# WHAT YOU SHOULD DO:
Reproduce the rows from the start through the line containing "point(9, 15)", both ends included, and omit the pictures.

Data extracted from a collection

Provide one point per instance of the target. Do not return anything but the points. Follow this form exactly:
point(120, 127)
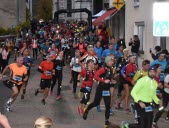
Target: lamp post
point(17, 12)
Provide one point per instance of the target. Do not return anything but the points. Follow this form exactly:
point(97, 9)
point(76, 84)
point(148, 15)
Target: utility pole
point(17, 12)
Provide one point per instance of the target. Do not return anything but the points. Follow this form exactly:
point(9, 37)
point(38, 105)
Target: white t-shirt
point(167, 81)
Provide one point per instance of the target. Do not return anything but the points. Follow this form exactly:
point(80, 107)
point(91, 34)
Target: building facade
point(72, 4)
point(139, 21)
point(9, 15)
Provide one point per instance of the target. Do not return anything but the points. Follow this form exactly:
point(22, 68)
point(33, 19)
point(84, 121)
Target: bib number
point(105, 93)
point(148, 109)
point(17, 78)
point(48, 73)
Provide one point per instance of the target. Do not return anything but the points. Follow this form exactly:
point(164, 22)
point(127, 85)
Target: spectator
point(121, 42)
point(4, 121)
point(157, 51)
point(108, 51)
point(43, 122)
point(161, 60)
point(135, 45)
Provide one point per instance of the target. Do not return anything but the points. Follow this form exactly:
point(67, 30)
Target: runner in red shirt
point(46, 70)
point(87, 83)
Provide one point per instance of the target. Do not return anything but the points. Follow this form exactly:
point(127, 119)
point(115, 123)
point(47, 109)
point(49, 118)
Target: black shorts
point(11, 84)
point(45, 83)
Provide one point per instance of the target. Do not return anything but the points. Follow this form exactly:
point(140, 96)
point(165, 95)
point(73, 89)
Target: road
point(63, 112)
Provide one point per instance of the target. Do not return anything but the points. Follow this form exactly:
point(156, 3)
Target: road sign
point(118, 4)
point(160, 28)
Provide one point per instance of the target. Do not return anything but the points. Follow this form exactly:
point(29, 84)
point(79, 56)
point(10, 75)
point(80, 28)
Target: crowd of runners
point(98, 59)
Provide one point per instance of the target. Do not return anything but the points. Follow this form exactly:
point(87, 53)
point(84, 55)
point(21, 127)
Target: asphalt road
point(63, 112)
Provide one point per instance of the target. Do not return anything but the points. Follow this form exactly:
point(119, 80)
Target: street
point(63, 112)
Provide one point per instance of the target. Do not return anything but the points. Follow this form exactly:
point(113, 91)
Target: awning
point(100, 13)
point(100, 19)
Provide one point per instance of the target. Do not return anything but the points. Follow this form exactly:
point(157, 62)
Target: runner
point(144, 93)
point(76, 69)
point(46, 70)
point(28, 62)
point(58, 67)
point(128, 73)
point(86, 86)
point(104, 76)
point(18, 75)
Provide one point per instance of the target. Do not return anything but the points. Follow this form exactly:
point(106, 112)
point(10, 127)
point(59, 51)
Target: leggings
point(58, 76)
point(35, 52)
point(98, 96)
point(74, 77)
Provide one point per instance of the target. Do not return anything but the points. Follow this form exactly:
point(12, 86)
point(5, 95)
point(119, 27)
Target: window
point(140, 33)
point(69, 6)
point(136, 3)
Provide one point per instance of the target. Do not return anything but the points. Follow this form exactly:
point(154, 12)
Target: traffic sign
point(118, 4)
point(160, 28)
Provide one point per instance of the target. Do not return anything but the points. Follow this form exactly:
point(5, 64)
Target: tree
point(44, 9)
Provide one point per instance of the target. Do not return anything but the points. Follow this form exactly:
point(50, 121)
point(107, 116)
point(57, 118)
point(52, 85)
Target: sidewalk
point(63, 112)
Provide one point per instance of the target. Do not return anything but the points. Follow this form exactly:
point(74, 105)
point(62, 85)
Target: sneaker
point(118, 104)
point(132, 107)
point(24, 91)
point(43, 102)
point(154, 125)
point(85, 115)
point(36, 92)
point(58, 97)
point(22, 97)
point(51, 93)
point(98, 108)
point(166, 119)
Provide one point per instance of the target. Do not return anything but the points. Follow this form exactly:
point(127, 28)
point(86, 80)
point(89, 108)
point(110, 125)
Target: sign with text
point(118, 4)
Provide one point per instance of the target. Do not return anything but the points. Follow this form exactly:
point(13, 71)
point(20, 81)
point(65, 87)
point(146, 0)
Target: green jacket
point(145, 90)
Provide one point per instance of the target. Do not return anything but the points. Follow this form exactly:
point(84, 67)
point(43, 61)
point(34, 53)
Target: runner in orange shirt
point(18, 75)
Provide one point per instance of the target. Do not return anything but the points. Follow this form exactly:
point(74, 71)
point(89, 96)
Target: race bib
point(148, 109)
point(48, 73)
point(105, 93)
point(18, 78)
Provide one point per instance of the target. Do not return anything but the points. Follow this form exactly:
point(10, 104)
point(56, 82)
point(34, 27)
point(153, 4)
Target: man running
point(104, 76)
point(18, 75)
point(46, 70)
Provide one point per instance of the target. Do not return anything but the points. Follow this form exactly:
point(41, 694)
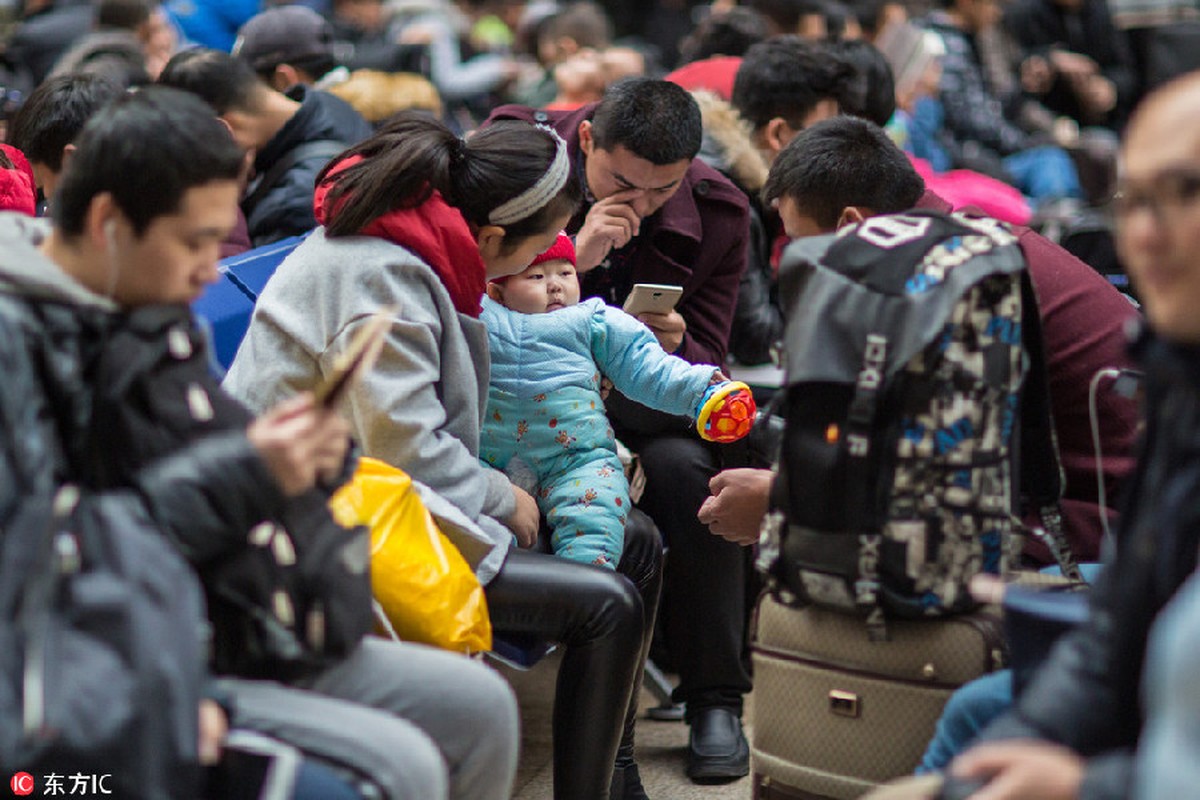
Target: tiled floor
point(660, 746)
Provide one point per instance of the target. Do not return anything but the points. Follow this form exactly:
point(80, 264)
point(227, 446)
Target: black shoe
point(717, 749)
point(627, 783)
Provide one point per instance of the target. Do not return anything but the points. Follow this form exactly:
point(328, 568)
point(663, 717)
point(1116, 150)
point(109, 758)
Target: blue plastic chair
point(229, 302)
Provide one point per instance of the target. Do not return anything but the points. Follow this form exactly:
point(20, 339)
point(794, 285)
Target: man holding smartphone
point(654, 214)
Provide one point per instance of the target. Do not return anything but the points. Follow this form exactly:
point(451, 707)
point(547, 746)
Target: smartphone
point(652, 298)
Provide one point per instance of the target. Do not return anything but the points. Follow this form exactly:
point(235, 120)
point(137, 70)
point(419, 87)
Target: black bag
point(910, 340)
point(102, 642)
point(298, 597)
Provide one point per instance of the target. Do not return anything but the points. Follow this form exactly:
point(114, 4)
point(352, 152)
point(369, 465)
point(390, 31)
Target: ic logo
point(22, 785)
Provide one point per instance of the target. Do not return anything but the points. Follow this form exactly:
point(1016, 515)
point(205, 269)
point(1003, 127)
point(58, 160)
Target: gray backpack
point(917, 417)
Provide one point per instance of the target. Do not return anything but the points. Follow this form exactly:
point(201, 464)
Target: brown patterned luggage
point(835, 714)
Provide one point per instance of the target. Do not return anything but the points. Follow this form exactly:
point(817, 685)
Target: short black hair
point(731, 32)
point(785, 14)
point(54, 114)
point(840, 162)
point(655, 120)
point(147, 149)
point(124, 14)
point(787, 77)
point(222, 80)
point(871, 92)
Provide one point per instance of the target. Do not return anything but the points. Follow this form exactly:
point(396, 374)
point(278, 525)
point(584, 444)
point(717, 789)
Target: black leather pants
point(604, 623)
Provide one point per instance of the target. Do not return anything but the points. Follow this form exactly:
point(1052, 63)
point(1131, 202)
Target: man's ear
point(285, 77)
point(69, 151)
point(852, 215)
point(101, 221)
point(491, 241)
point(775, 136)
point(586, 142)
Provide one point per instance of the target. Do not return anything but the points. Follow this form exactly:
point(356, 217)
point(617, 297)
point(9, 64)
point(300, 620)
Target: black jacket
point(124, 405)
point(204, 498)
point(1086, 696)
point(286, 208)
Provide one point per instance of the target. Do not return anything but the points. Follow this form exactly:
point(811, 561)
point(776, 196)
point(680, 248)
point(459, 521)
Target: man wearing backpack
point(103, 292)
point(844, 170)
point(1074, 731)
point(293, 136)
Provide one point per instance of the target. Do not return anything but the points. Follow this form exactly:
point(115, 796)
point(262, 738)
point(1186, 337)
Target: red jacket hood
point(436, 232)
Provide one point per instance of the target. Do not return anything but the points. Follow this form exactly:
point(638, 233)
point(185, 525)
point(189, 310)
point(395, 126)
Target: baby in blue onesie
point(544, 410)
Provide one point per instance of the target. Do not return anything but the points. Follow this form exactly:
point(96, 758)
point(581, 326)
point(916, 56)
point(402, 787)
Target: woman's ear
point(491, 241)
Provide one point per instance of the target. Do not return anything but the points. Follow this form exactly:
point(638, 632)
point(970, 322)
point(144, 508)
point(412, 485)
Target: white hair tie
point(535, 197)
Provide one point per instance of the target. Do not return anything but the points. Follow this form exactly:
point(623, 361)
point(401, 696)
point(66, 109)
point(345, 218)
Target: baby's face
point(543, 287)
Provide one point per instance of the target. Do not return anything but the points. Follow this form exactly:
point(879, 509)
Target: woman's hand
point(523, 522)
point(301, 443)
point(1021, 770)
point(667, 329)
point(214, 727)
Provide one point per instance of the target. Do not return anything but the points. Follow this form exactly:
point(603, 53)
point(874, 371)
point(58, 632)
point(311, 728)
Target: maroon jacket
point(696, 240)
point(1084, 328)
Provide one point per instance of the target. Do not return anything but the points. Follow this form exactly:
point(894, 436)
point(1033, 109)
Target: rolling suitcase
point(837, 714)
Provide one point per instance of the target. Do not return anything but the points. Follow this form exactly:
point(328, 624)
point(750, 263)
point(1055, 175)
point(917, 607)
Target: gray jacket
point(420, 407)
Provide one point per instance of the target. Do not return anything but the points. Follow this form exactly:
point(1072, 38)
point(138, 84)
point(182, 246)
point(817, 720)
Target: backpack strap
point(857, 446)
point(262, 185)
point(1041, 477)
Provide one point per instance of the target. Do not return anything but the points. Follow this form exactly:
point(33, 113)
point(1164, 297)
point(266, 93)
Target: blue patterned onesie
point(544, 408)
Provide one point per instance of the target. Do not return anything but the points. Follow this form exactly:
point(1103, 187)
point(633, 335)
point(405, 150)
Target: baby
point(545, 423)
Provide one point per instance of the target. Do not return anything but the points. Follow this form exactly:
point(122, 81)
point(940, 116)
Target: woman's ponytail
point(400, 168)
point(415, 155)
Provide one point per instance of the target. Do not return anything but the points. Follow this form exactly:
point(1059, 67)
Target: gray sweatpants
point(420, 722)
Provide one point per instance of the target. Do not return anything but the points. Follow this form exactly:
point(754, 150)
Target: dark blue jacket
point(286, 209)
point(1086, 696)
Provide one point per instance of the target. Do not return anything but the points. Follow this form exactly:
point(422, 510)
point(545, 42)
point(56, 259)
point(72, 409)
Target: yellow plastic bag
point(420, 579)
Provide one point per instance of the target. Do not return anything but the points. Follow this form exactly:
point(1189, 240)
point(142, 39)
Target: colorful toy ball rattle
point(726, 411)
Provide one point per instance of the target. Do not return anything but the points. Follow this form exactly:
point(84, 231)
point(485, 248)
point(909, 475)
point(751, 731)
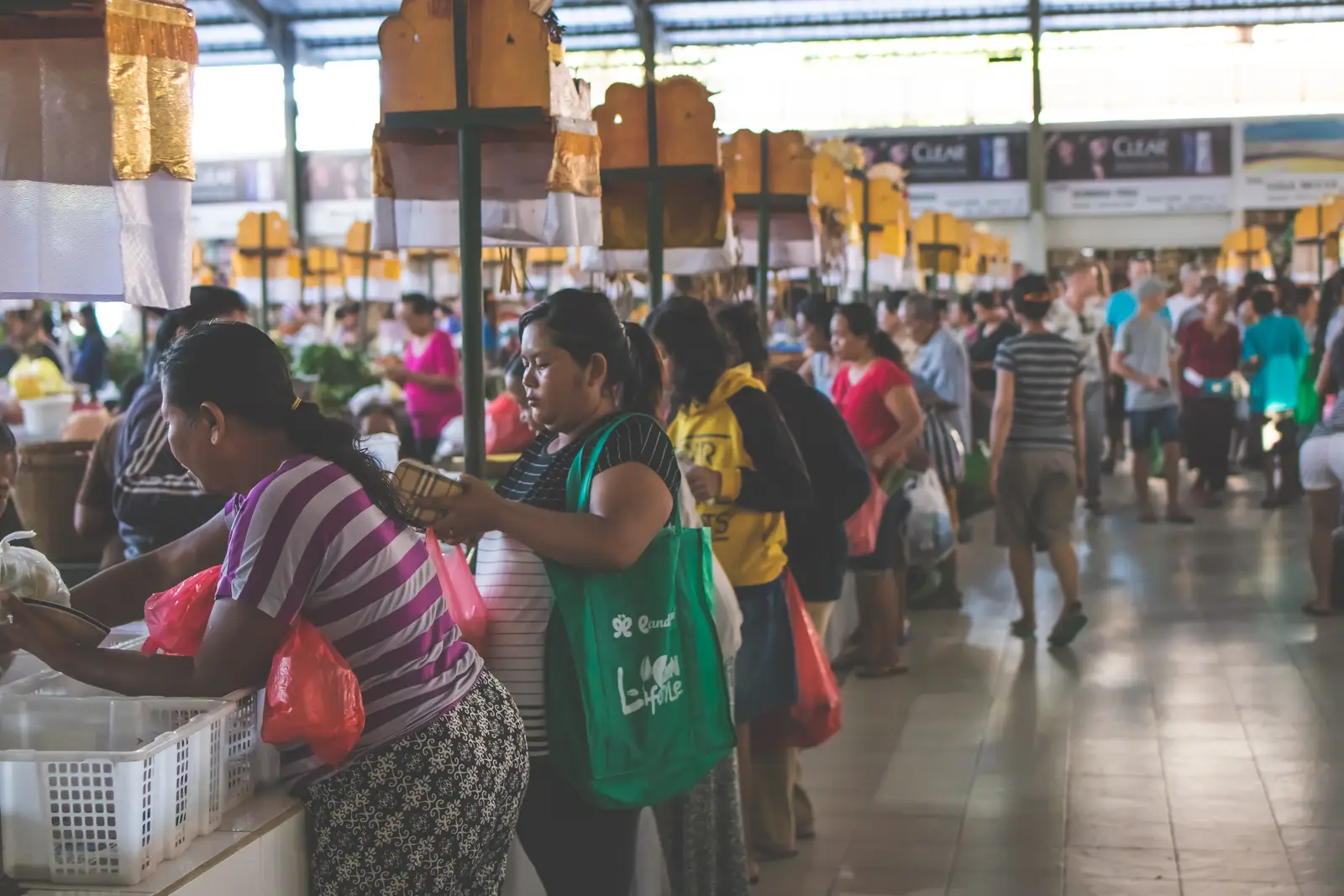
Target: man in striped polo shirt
point(1037, 461)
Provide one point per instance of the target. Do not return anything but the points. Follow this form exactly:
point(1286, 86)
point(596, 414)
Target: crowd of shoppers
point(699, 429)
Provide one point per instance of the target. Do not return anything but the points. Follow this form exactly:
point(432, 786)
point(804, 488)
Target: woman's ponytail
point(864, 322)
point(339, 443)
point(239, 369)
point(584, 324)
point(642, 392)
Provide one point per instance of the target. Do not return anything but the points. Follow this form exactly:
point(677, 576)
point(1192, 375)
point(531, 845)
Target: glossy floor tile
point(1191, 743)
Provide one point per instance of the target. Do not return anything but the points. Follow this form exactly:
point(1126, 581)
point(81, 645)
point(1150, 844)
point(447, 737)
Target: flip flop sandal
point(1068, 629)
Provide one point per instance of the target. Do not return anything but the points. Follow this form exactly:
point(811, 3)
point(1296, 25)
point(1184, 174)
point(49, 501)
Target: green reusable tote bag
point(636, 703)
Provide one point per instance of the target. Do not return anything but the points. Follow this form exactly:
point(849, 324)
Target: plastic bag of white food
point(29, 574)
point(929, 537)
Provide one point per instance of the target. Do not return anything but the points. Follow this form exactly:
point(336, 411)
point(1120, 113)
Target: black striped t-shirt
point(1045, 367)
point(512, 579)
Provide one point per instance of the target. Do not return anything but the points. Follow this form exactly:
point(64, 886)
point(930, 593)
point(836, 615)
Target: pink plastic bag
point(178, 617)
point(862, 528)
point(464, 600)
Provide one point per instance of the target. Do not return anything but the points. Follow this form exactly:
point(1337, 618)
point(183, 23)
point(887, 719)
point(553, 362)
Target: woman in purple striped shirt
point(428, 801)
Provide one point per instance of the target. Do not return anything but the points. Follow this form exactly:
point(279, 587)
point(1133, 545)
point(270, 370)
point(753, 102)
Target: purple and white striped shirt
point(308, 540)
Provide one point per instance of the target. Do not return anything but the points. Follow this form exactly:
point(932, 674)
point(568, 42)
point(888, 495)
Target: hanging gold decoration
point(152, 54)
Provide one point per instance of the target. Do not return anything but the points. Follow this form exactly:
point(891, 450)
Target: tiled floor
point(1191, 743)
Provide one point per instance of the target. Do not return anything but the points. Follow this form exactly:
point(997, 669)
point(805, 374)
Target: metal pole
point(265, 266)
point(867, 235)
point(296, 194)
point(470, 233)
point(764, 237)
point(655, 219)
point(363, 289)
point(1320, 253)
point(1037, 134)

# OUTPUT OF THE EXERCISE:
Provide one point per instance of the target. Do not return anything but the points. Follow this form exactly:
point(120, 127)
Target: lamp post
point(17, 12)
Provide one point per instance of the target. Do not return anything but the points. Follow this form exactly:
point(97, 9)
point(76, 84)
point(148, 15)
Target: utility pole
point(17, 12)
Provide one point per instance of the target. Do not return anything but the points. Follow this form exactly:
point(9, 37)
point(38, 105)
Target: white t-shirt
point(167, 81)
Provide one point per instance of the target. Do not return anything but the points. Follow this form exactly:
point(80, 107)
point(91, 34)
Target: building facade
point(72, 4)
point(139, 21)
point(9, 15)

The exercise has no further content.